ЗАДАНИЕ
Почему, судя по отрывку, рассказчик считает, что должен внешне казаться серьезным, хотя от радости хочется прыгать и петь?

ИЗБРАННЫЙ ОТРЫВОК
_ _ _ _ _ _ _

- Как же вы допустили такую оплошность? Подобное и курсанту уже непростительно.
Самолет МБР-2 - тяжелая и очень строгая машина, но осваиваем ее мы легко и неизменно получаем высокие оценки.
Наконец-то слетал на последний зачет. В конце летной книжки появляется лаконичная запись:
"Техника пилотирования на боевом самолете отработана с общей оценкой "отлично". Допускаю к полетам по программе государственной экзаменационной комиссии.
Командир звена капитан Кудрявцев".
У меня оценка "отлично"! И поставил ее не инструктор, а самый главный и строгий наш "летный бог" - командир звена. Еще и еще перечитываю запись. От радости хочется прыгать, дурачиться, петь. Но внешне нужно казаться серьезным - я уж не мальчик и не просто курсант, а почти законченный летчик.

_ _ _ _ _ _ _

ИСХОДНЫЕ ДАННЫЕ
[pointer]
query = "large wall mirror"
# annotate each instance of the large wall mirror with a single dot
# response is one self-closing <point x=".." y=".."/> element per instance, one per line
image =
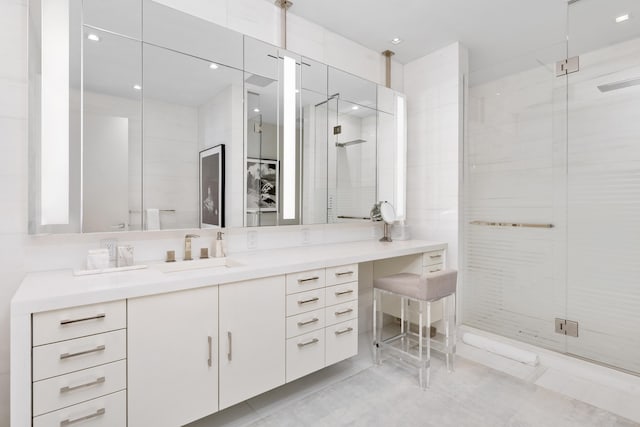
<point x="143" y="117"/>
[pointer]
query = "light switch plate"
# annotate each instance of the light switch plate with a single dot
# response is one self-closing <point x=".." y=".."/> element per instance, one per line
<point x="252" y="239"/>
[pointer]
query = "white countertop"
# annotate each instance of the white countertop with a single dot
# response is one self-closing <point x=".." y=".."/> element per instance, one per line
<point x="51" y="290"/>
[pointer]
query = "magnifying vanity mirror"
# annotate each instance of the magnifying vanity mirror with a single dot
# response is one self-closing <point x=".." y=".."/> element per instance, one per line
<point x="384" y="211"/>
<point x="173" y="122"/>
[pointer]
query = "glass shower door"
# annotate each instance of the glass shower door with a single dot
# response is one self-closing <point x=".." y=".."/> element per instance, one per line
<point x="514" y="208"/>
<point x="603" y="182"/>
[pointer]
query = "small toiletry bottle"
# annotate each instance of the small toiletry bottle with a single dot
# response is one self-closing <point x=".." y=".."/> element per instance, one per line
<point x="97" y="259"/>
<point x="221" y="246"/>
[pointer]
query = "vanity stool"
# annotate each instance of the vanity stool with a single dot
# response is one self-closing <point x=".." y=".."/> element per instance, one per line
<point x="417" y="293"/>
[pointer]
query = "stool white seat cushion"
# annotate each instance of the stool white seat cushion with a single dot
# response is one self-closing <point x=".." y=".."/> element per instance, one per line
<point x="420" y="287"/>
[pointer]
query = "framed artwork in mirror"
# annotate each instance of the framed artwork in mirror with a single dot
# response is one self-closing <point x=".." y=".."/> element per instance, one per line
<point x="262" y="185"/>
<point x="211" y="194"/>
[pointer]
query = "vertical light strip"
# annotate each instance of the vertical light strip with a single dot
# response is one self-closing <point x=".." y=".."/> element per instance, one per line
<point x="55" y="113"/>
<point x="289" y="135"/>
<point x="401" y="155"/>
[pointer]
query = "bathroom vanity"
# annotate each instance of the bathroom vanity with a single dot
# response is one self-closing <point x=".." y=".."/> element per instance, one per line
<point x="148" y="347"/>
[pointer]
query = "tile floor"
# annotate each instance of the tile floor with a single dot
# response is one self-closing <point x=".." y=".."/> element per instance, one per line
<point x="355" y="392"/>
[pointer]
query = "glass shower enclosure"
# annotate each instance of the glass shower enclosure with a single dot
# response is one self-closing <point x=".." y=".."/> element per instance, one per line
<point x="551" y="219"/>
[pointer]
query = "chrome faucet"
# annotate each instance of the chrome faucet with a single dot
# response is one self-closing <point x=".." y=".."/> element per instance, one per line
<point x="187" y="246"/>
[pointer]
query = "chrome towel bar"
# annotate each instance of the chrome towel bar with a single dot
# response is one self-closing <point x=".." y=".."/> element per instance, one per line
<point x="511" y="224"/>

_ _ _ _ _ _ _

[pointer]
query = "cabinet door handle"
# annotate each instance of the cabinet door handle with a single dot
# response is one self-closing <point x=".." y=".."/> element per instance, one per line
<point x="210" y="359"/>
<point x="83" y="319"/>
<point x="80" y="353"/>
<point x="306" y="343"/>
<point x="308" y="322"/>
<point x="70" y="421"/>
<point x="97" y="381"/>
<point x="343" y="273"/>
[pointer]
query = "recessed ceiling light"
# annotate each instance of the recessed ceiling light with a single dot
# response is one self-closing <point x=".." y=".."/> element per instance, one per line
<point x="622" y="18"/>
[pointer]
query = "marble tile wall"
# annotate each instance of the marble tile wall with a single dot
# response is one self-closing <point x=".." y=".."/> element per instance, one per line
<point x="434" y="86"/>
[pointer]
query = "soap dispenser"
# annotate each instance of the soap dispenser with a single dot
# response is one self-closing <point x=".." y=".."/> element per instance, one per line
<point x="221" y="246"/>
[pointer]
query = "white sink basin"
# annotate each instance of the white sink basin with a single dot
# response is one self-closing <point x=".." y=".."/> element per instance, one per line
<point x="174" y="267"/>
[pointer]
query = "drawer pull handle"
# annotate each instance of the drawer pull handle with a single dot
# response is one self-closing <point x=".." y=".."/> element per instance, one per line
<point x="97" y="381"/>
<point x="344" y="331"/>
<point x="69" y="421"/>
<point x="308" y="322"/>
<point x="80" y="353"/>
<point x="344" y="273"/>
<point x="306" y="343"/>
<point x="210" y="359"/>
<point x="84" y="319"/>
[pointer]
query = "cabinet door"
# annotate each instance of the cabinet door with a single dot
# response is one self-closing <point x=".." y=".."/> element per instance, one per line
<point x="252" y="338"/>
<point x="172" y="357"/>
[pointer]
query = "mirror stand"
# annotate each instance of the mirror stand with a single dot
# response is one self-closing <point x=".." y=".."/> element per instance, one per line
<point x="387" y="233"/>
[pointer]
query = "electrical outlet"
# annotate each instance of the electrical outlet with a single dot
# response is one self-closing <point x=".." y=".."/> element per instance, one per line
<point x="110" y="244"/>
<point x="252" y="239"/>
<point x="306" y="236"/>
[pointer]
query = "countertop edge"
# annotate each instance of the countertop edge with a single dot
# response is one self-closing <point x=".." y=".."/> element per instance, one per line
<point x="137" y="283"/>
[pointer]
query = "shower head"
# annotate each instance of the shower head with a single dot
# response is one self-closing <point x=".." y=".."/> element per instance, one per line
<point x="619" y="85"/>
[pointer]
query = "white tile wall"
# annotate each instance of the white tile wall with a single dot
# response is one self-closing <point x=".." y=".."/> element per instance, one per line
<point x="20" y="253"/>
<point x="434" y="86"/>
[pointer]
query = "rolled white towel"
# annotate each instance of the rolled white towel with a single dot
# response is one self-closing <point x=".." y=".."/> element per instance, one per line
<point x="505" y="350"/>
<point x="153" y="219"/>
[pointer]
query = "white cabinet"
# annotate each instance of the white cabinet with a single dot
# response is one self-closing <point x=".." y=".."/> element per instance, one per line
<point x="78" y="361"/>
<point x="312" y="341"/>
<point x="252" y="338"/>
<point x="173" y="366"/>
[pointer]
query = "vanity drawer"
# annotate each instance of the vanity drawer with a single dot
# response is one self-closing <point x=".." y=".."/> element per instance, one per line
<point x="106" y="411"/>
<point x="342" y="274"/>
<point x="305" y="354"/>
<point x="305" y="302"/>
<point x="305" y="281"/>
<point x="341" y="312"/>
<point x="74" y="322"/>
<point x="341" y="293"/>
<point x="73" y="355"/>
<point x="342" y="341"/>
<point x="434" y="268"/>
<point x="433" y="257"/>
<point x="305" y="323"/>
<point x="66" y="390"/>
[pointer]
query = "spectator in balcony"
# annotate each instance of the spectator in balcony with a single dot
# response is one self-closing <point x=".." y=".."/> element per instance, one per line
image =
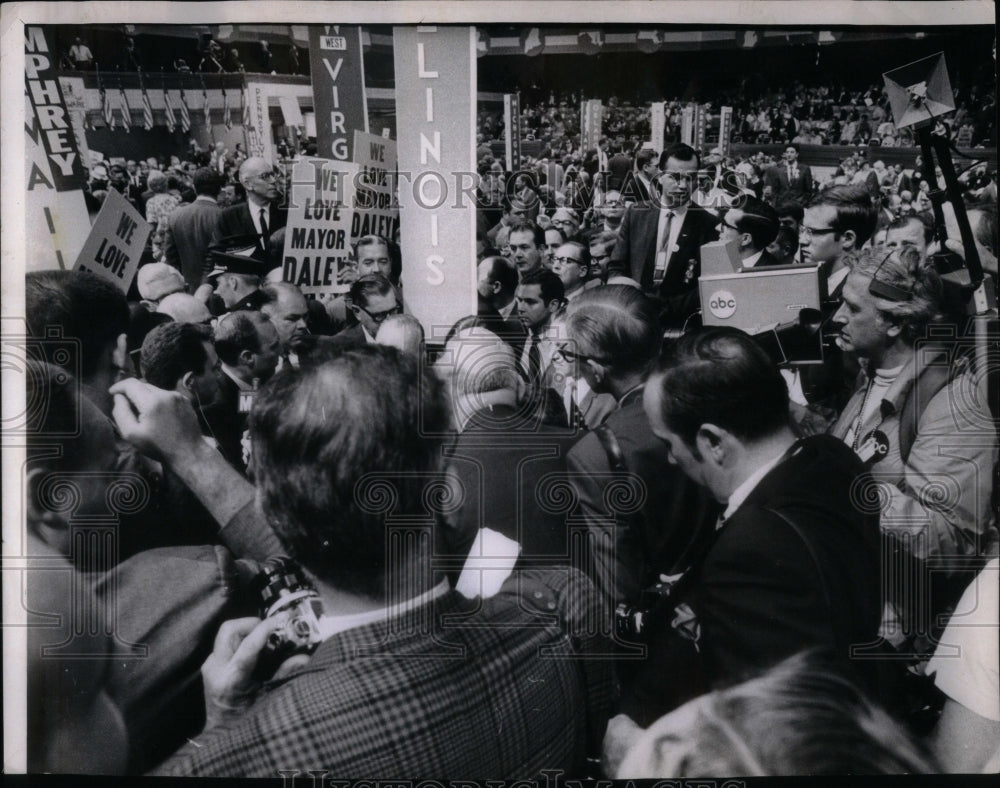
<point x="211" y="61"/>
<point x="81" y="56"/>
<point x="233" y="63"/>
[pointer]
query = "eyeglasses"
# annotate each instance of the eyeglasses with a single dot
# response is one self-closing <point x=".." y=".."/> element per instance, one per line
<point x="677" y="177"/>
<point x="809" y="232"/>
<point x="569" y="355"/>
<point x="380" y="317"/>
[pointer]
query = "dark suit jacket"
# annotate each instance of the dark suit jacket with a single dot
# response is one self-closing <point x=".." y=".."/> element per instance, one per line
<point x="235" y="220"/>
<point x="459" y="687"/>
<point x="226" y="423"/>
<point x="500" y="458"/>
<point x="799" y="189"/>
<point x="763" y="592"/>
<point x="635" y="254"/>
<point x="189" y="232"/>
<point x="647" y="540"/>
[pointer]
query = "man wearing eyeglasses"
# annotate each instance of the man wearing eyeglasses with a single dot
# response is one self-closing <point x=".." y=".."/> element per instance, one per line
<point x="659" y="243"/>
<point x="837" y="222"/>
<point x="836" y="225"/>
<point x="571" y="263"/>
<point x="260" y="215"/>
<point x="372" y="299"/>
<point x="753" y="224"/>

_ _ _ _ _ _ _

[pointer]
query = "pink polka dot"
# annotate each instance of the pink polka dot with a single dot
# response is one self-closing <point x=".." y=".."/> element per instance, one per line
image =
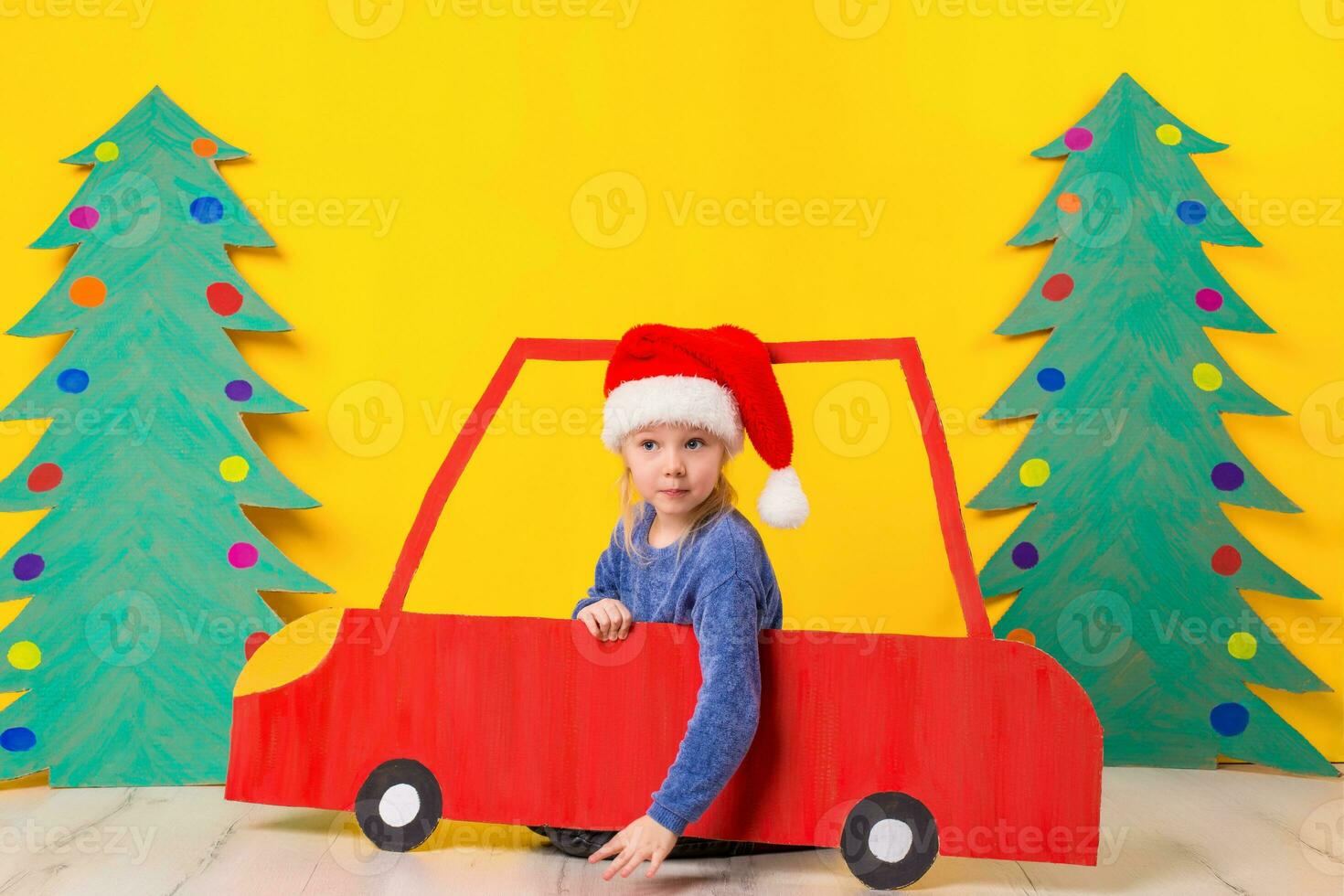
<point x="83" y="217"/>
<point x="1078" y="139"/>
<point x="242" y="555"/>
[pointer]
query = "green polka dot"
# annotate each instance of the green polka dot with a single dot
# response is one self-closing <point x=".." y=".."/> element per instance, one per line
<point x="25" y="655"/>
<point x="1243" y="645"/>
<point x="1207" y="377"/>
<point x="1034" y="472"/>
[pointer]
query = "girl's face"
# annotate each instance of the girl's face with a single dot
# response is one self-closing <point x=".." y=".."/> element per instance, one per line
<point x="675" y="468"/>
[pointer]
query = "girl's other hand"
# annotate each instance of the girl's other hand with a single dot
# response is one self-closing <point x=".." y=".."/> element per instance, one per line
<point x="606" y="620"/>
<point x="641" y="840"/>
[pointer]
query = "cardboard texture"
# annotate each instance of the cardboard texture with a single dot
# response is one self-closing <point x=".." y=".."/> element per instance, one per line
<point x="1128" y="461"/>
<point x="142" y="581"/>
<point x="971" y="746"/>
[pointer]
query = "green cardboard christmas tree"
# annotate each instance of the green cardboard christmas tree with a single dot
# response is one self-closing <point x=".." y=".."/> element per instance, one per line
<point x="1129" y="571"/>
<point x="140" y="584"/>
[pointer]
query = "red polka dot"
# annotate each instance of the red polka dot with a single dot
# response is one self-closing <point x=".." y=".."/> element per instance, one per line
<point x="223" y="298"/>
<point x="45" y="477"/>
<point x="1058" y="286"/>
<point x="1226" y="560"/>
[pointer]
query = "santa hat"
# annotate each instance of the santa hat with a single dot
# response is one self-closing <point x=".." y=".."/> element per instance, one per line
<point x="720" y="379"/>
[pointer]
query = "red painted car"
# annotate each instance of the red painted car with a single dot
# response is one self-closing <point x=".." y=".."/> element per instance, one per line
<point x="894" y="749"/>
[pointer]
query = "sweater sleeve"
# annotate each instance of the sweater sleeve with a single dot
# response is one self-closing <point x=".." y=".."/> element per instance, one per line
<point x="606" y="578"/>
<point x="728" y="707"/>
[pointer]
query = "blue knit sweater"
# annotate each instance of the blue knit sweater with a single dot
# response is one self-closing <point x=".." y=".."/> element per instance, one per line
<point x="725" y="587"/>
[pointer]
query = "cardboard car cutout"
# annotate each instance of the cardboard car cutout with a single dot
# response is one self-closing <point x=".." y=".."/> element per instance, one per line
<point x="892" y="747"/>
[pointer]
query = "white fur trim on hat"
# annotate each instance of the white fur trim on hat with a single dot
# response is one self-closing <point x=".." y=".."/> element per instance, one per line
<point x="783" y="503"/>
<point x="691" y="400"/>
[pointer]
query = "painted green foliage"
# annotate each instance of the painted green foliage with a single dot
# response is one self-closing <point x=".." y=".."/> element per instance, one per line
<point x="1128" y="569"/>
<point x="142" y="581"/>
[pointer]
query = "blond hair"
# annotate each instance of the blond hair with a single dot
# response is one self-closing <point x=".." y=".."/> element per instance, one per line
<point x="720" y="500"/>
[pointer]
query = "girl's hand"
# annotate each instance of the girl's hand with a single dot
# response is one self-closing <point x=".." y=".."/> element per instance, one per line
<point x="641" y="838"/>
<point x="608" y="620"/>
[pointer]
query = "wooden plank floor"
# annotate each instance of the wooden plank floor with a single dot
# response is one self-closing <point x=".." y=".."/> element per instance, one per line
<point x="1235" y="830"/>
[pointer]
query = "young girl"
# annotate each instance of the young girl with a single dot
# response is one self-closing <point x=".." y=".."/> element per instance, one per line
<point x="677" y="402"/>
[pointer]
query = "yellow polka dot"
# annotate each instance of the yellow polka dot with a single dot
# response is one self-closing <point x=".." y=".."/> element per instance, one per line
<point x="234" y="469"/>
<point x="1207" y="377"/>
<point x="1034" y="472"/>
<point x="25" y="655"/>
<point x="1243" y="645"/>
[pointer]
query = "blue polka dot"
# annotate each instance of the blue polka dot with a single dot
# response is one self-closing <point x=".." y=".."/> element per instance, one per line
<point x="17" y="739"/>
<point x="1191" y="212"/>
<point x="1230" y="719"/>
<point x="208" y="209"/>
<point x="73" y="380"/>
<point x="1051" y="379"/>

_ _ _ _ _ _ _

ОТВЕТ
Потому что рассказчик уже не мальчик и не просто курсант, а почти законченный летчик.